(Items listed in a dataset)
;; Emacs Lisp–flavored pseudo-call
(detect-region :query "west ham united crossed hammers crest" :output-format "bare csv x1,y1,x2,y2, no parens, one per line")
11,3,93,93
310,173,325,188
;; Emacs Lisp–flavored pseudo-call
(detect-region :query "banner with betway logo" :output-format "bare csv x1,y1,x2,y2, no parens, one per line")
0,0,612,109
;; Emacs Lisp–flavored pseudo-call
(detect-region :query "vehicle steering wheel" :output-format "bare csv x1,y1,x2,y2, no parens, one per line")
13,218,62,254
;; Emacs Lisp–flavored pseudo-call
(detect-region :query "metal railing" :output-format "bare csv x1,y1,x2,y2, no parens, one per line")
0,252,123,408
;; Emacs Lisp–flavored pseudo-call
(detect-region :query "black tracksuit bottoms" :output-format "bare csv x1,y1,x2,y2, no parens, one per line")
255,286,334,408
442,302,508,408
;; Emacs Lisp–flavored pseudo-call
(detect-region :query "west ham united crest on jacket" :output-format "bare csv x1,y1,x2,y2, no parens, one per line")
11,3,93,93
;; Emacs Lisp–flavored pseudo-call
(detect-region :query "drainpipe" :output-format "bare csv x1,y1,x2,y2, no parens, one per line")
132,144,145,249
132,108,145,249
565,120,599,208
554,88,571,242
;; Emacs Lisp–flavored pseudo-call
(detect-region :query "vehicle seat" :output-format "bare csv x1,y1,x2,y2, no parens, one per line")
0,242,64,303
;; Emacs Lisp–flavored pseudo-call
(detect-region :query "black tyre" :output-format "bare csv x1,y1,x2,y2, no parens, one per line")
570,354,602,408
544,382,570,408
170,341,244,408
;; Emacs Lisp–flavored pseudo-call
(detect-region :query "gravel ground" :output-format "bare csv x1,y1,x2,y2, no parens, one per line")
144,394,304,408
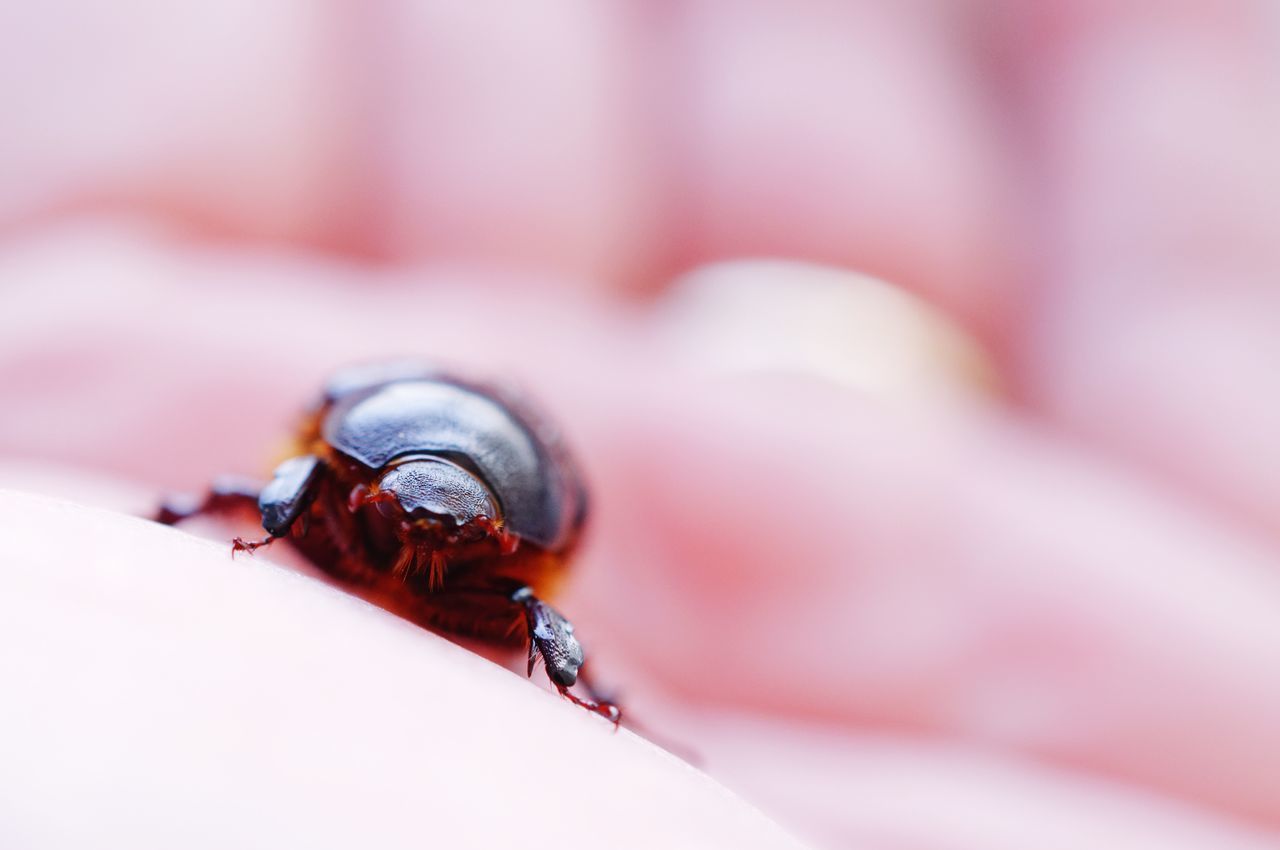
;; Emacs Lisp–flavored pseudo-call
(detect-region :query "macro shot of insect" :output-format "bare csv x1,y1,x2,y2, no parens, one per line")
155,362,621,723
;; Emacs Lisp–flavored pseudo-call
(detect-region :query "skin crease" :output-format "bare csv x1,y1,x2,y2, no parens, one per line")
0,0,1280,850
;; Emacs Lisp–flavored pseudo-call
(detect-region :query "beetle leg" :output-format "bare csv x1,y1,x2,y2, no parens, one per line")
511,588,622,726
249,454,328,552
151,475,260,525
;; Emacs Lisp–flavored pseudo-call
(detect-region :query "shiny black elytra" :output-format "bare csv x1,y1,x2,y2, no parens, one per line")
156,362,621,723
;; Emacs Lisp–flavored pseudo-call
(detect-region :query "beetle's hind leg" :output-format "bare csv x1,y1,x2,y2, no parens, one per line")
511,588,622,726
154,454,326,553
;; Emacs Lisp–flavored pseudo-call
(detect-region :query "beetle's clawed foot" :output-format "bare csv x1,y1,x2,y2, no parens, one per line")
556,685,622,728
511,588,622,728
232,536,275,557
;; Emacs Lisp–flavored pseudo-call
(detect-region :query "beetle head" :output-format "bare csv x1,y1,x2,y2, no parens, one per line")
378,457,502,537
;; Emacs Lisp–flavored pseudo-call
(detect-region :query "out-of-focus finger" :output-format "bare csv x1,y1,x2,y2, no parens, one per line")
991,0,1280,540
662,0,1019,342
357,0,660,288
565,380,1280,822
0,0,351,243
682,712,1276,850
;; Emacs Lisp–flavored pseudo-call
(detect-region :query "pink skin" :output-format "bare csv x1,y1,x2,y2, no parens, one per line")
0,0,1280,850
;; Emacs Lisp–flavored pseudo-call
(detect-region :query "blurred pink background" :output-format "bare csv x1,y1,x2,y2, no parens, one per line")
0,0,1280,849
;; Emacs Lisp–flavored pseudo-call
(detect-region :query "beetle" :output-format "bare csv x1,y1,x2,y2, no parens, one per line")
154,361,621,725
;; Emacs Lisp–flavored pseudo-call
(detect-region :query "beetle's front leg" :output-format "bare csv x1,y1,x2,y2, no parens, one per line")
511,588,622,726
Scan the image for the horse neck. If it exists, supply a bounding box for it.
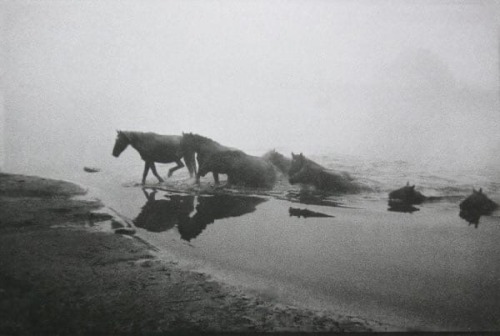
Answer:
[193,137,224,152]
[304,158,326,170]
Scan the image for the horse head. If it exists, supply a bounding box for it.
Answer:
[113,130,130,157]
[288,152,305,176]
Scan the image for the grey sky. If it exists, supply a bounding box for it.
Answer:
[0,0,500,169]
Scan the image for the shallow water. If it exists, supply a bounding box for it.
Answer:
[7,156,500,330]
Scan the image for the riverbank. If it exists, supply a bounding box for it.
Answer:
[0,174,391,334]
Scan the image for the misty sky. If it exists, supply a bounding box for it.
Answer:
[0,0,500,166]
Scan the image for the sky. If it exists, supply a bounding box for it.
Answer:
[0,0,500,167]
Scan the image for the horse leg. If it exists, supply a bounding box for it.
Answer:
[184,153,196,177]
[168,159,184,177]
[151,162,166,183]
[142,161,150,185]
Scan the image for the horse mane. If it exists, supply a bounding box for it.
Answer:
[119,131,160,143]
[182,133,221,146]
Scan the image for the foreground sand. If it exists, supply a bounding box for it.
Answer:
[0,174,394,334]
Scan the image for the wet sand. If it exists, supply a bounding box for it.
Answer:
[0,174,392,334]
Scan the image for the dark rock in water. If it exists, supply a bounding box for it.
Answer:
[387,199,420,213]
[115,228,136,235]
[459,189,498,227]
[288,208,333,218]
[389,183,427,206]
[83,167,101,173]
[460,189,498,215]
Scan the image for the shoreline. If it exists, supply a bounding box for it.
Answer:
[0,173,398,334]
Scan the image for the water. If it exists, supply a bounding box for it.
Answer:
[5,155,500,330]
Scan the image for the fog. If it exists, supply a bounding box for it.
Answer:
[0,0,500,172]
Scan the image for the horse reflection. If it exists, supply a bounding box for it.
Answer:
[134,189,194,232]
[134,191,266,241]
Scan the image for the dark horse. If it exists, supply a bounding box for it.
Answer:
[289,153,367,193]
[179,133,235,184]
[113,131,196,184]
[459,188,498,228]
[198,150,276,188]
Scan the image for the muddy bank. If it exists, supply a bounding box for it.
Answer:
[0,174,389,334]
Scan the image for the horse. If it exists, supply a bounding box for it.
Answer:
[179,132,235,184]
[262,149,292,176]
[459,188,498,228]
[113,131,196,184]
[389,182,427,205]
[288,153,367,193]
[198,150,276,188]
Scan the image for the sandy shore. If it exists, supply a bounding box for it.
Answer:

WHAT IS BEING ASKED:
Convert all of the data above into a JSON list of strings, one string per line, skipping blank lines. Leave the pictures out of your answer.

EXERCISE RESPONSE:
[
  ";; Emacs Lisp–flavored pseudo-call",
  "(detect-region :query \"west ham united crossed hammers crest\" :output-format \"bare csv x1,y1,x2,y2, no parens, one per line\")",
  "11,3,93,93",
  "310,173,325,188",
  ";; Emacs Lisp–flavored pseudo-call",
  "(detect-region :query \"banner with betway logo\" :output-format \"bare csv x1,y1,x2,y2, no parens, one per line\")",
  "0,0,612,109",
  ";; Emacs Lisp–flavored pseudo-call",
  "(detect-region :query \"vehicle steering wheel\" :output-format \"bare csv x1,y1,x2,y2, no parens, one per line\")",
  "13,218,62,254",
  ";; Emacs Lisp–flavored pseudo-call",
  "(detect-region :query \"metal railing\" :output-format \"bare csv x1,y1,x2,y2, no parens, one per line\")",
  "0,252,123,408",
  ";; Emacs Lisp–flavored pseudo-call",
  "(detect-region :query \"black tracksuit bottoms\" :output-format \"bare csv x1,y1,x2,y2, no parens, one per line\")",
  "255,286,334,408",
  "442,302,508,408",
  ";; Emacs Lisp–flavored pseudo-call",
  "(detect-region :query \"west ham united crest on jacket\" :output-format \"bare csv x1,y1,x2,y2, no parens, one per line\")",
  "11,3,93,93",
  ";; Emacs Lisp–flavored pseudo-call",
  "(detect-region :query \"drainpipe\" :output-format \"bare csv x1,y1,x2,y2, no parens, one per line\")",
  "132,144,145,249",
  "132,108,145,249",
  "565,120,599,208",
  "554,88,571,242",
  ";; Emacs Lisp–flavored pseudo-call",
  "(detect-region :query \"vehicle seat\" :output-format \"bare csv x1,y1,x2,y2, no parens, one per line\")",
  "0,242,64,303",
  ";; Emacs Lisp–flavored pseudo-call",
  "(detect-region :query \"black tyre\" :output-format \"bare csv x1,y1,x2,y2, no parens, one per line\")",
  "570,354,602,408",
  "544,382,570,408",
  "170,341,244,408",
  ";; Emacs Lisp–flavored pseudo-call",
  "(detect-region :query \"gravel ground\" :output-format \"bare csv x1,y1,x2,y2, no parens, one per line\")",
  "144,394,304,408",
  ";; Emacs Lisp–flavored pseudo-call",
  "(detect-region :query \"macro shot of insect\" :output-format \"bare csv x1,y1,x2,y2, no parens, one per line\")",
  "155,362,621,723",
  ";; Emacs Lisp–flavored pseudo-call",
  "(detect-region :query \"skin crease\" :output-format \"bare csv x1,y1,x2,y2, no parens, one per line\")",
  "0,0,1280,850",
  ";; Emacs Lisp–flavored pseudo-call",
  "(detect-region :query \"beetle leg\" :output-format \"bare csv x1,y1,x2,y2, no parens, one per line\")",
  "511,588,622,726",
  "249,454,328,552",
  "151,475,260,525",
  ";; Emacs Lisp–flavored pseudo-call",
  "(detect-region :query \"shiny black elytra\" :output-format \"bare csv x1,y1,x2,y2, no parens, one per line\")",
  "156,362,621,723",
  ";; Emacs Lisp–flavored pseudo-call",
  "(detect-region :query \"beetle's hind leg\" :output-format \"bare csv x1,y1,x2,y2, no parens, one per line\")",
  "511,588,622,726",
  "154,454,326,553",
  ";; Emacs Lisp–flavored pseudo-call",
  "(detect-region :query \"beetle's clawed foot\" :output-format \"bare csv x1,y1,x2,y2, no parens, one per line\")",
  "556,685,622,728",
  "511,588,622,728",
  "232,536,275,557",
  ";; Emacs Lisp–flavored pseudo-call",
  "(detect-region :query \"beetle head\" :output-format \"bare csv x1,y1,x2,y2, no parens, one per line\")",
  "378,457,502,537",
  ";; Emacs Lisp–flavored pseudo-call",
  "(detect-region :query \"out-of-focus finger\" :output-format \"bare csv x1,y1,x2,y2, no parens, one per line\")",
  "991,0,1280,540",
  "662,0,1019,342",
  "357,0,660,288",
  "565,380,1280,822",
  "0,0,351,243",
  "682,712,1276,850",
  ";; Emacs Lisp–flavored pseudo-call",
  "(detect-region :query \"pink skin\" :output-format \"bare csv x1,y1,x2,y2, no parens, one per line\")",
  "0,0,1280,850",
  ";; Emacs Lisp–flavored pseudo-call",
  "(detect-region :query \"blurred pink background\" :output-format \"bare csv x1,y1,x2,y2, no parens, one per line\")",
  "0,0,1280,849",
  ";; Emacs Lisp–flavored pseudo-call",
  "(detect-region :query \"beetle\" :output-format \"bare csv x1,y1,x2,y2, no parens, one per line\")",
  "154,361,621,725",
  ";; Emacs Lisp–flavored pseudo-call",
  "(detect-region :query \"beetle's front leg\" :output-format \"bare csv x1,y1,x2,y2, no parens, one per line\")",
  "511,588,622,726",
  "Scan the image for the horse neck. If it exists, supply a bounding box for it.",
  "Answer:",
  "[193,137,224,152]",
  "[304,158,326,170]",
  "Scan the image for the horse head. If it exists, supply a bounding box for it.",
  "Answer:",
  "[113,130,130,157]",
  "[288,152,305,176]",
  "Scan the image for the grey sky. If it exists, supply a bounding box for it.",
  "Answer:",
  "[0,0,500,169]",
  "Scan the image for the shallow water. If it exists, supply a bounding box for it.",
  "Answer:",
  "[7,156,500,330]",
  "Scan the image for the riverbank. If it exists, supply a bounding box for it.",
  "Answer:",
  "[0,174,391,334]",
  "Scan the image for the misty sky. If it exists, supply a bounding box for it.",
  "Answer:",
  "[0,0,500,166]",
  "Scan the image for the sky. If it exists, supply a bounding box for it.",
  "Answer:",
  "[0,0,500,167]",
  "Scan the image for the horse leg. If it exists, supply a bounding box for it.",
  "Answer:",
  "[184,153,196,177]",
  "[168,159,184,177]",
  "[151,162,166,183]",
  "[142,161,150,185]",
  "Scan the image for the horse mane. If it exists, supply a bounding box for it.",
  "Answer:",
  "[119,131,160,143]",
  "[182,133,221,146]",
  "Scan the image for the foreground sand. If it exists, supply a bounding box for it.",
  "Answer:",
  "[0,174,394,334]",
  "Scan the image for the wet sand. If it exists, supply a bounding box for it.",
  "Answer:",
  "[0,174,392,334]",
  "Scan the image for the dark rock in water. If it exists, supply a bounding box for it.",
  "Answer:",
  "[387,199,420,213]",
  "[115,228,136,235]",
  "[459,189,498,227]",
  "[288,208,333,218]",
  "[389,183,427,206]",
  "[83,167,101,173]",
  "[460,189,498,215]",
  "Scan the image for the shoreline. If it exists, supply a bounding box for it.",
  "Answer:",
  "[0,173,398,334]",
  "Scan the image for the water. If it exists, supply a bounding box for it.",
  "Answer:",
  "[5,155,500,330]",
  "Scan the image for the fog. If it exists, supply a bounding box for it.",
  "Answer:",
  "[0,0,500,172]",
  "Scan the image for the horse reflection. If it exists, supply a bounding box for it.",
  "Answer:",
  "[134,189,194,232]",
  "[134,191,266,241]",
  "Scan the image for the dark horse. If it exists, supply a bounding box for it.",
  "Answer:",
  "[289,153,367,193]",
  "[179,133,235,184]",
  "[113,131,196,184]",
  "[459,188,498,228]",
  "[198,150,276,188]",
  "Scan the image for the muddy bank. If it exists, supply a bounding box for it.",
  "Answer:",
  "[0,174,389,334]",
  "Scan the image for the horse. If it exists, supply a bounding box for it.",
  "Answer:",
  "[179,132,235,184]",
  "[262,149,292,176]",
  "[459,188,498,228]",
  "[113,131,196,184]",
  "[389,182,427,205]",
  "[288,153,367,193]",
  "[198,150,276,188]",
  "Scan the image for the sandy shore. If it exists, supply a bounding box for it.",
  "Answer:"
]